**Aufgaben:**
• 1. Welchen Lack hat Big Fins laut der Forumsdiskussion zur Ringeinteilung immer benutzt?
• 2. Nenne alle Benutzernamen, unter denen in der Forumsdiskussion zur Ringeinteilung Beiträge erscheinen.
• 3. Nimm die Forumsdiskussion zur Ringeinteilung dort auf, wo sie endet, und schreibe sie weiter.

**Quelle:**
● ● ● ●

# Spinnrute Ringe Einteilung



## ischmail (6. Dezember 2004)

Hallo,

ich möchte mir eine Spinnrute selber bauen und wollte euch mal fragen, wie Ihr das mit der Einteilung der Ringe so macht.
Es wird eine 2,70m 80g WG, Harrison Blanc, Beringung 6 + 1

Wo sollte der Leitring sitzen?
Gibt es eine Faustformel für die Ringeinteilung?

Besten Dank schonmal


----------



## Bondex (7. Dezember 2004)

*AW: Spinnrute Ringe Einteilung*

Wilkommen hier on Board. Darüber wurde hier schon einiges beschrieben. Es gibt gewisse Formeln um den perfekten Sitz zu bestimmen. Jeder hat aber andere Vorstellungen wie die Rute bestückt sein sollte. Als Maßstab könntest Du aber auch eine schon vorhandene Rute nehmen.


----------



## Big Fins (8. Dezember 2004)

*AW: Spinnrute Ringe Einteilung*

Hi, ich habe selbst nun schon 4 Ruten neu beringt und bin immer nach meinem Augenmaß vorgegangen, auch bei der Einteilung der Ringe. Der Tip mit der anderen Rute von _Bondex_ ist gut. 
Die ausgesuchten Stellen mit Tesa markieren und dann den Ring mit wenig Sekundenkleber leicht fixieren, aber immer nur mit einem, sonst reißt Du die anderen wieder ab beim binden.
Auf jedenfall mußt Du die beachten, wie sie vorher beringt war, da es bei gebogener drehung der Rute eine spürbare "Verhärtung" gibt. Die gehört allgemein auf die Unterseite der Rute, ansonsten könnte die Rute brechen/Schaden nehmen.
Es gibt spezielles Bindegarn und beim Lack hab ich immer nur 2-Komponentenlack/Bindelack von Jenzi benutzt.
Alles in allem keine einfache Sache, daher Versuch dich erst mal an einer alten Rute mit alten Ringen zum Üben.


----------



## Franky (8. Dezember 2004)

*AW: Spinnrute Ringe Einteilung*

Moin ischmail,

ich habe eine Exceltabelle gebastelt, wo ich Anzahl der Ringe und den Abstand Leit-Spitzenring angeben kann, und "man" mir die einzelnen Abstände nach eine Formel (nee, nich e = m*c² ) anzeigt. Als Näherung zu gebrauchen, meine "Umbauten" habe ich damit beringt und bin durchaus zufrieden! (um nicht zu sagen "sehr" zufrieden! )

Wenn Du den Abstand von Rollenhalterunterkante zum Leitring hast, ergibt die die Restlänge automatisch... Sach denn mal bescheid - ich werf die Mühle an und hau die Ergebnisse hier rein...


----------



## Franky (8. Dezember 2004)

● ● ● ●

Einträge mit beschrifteten Rahmen:

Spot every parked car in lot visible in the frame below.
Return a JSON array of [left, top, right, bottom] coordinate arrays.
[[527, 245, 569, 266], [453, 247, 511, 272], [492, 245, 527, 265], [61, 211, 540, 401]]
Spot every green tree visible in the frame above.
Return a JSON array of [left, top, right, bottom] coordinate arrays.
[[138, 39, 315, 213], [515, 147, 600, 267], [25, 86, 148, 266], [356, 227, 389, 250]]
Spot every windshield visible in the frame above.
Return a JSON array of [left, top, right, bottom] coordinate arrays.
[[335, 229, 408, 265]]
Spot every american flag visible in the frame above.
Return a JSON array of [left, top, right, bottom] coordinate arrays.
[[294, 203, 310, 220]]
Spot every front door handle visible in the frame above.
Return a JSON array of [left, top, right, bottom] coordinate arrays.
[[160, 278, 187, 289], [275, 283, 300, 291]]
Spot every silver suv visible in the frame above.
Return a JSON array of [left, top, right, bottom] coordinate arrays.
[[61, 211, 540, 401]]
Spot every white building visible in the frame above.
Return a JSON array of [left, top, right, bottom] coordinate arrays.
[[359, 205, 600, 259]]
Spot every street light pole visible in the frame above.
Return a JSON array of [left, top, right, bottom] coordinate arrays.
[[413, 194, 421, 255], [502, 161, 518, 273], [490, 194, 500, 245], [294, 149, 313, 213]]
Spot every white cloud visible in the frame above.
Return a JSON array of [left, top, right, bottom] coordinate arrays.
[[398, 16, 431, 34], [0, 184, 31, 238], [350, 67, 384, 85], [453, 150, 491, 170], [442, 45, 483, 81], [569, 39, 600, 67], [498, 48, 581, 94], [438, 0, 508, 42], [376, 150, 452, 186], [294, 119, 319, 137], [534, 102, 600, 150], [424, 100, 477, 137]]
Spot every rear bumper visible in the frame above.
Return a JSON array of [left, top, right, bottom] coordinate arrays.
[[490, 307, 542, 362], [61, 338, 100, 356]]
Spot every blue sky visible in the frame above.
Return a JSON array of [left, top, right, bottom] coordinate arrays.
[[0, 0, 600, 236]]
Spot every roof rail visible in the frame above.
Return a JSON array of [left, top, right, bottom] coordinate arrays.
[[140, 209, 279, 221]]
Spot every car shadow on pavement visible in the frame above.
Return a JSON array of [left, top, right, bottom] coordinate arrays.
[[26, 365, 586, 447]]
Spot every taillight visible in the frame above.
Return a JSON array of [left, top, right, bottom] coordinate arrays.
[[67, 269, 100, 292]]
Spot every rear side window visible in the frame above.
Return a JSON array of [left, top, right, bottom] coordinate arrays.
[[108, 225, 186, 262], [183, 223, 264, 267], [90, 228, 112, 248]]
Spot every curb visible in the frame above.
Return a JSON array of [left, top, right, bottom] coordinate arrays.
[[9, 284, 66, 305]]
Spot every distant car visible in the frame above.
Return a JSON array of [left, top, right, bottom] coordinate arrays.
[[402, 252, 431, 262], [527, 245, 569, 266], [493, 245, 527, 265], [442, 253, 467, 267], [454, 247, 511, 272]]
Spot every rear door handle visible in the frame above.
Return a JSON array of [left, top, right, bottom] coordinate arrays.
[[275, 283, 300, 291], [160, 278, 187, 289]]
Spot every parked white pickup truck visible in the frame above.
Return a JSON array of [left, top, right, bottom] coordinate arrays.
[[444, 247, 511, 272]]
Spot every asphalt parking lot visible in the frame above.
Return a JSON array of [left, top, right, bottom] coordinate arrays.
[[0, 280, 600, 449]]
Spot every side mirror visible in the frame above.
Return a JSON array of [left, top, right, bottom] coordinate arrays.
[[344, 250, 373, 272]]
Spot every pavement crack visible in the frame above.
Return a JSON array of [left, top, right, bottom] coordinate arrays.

● ● ● ●

**Antworten in Reihenfolge:**
• 1. Big Fins hat immer nur 2-Komponentenlack/Bindelack von Jenzi benutzt.

• 2. ischmail, Bondex, Big Fins, Franky

• 3.
*AW: Spinnrute Ringe Einteilung*

Nur mal eben ein Beispiel:
Grifflänge: ca. 40 cm
Abstand Rollenhalter - Leitring: ca 70 cm
Abstand Spitzenring - Leitring: ca. 160 cm

Abstand Leitring - Spitzenring [cm]	160 cm
Anzahl der Ringe (ohne Spitzenring)	6
Beringung 6 + 1: (Abstände jeweils vom Spitzenring)
1. Ring	15,56 cm 
2. Ring	35,56 cm
3. Ring	60,00 cm
4. Ring	88,89 cm
5. Ring	122,22 cm
6. Ring	160,00 cm

Was das natürlich beeinflusst, ist die Teilung des Blanks.... Das kannst Du aber dann über den Abstand Rollenhalterfuß - Leitring beeinflussen!


----------



## Big Fins (8. Dezember 2004)

*AW: Spinnrute Ringe Einteilung*

Eben, nicht jede Rute hat den gleichen Abstand bei der Teilung und bei den Griffen und Rollenhaltern siehts ja noch "besser" aus.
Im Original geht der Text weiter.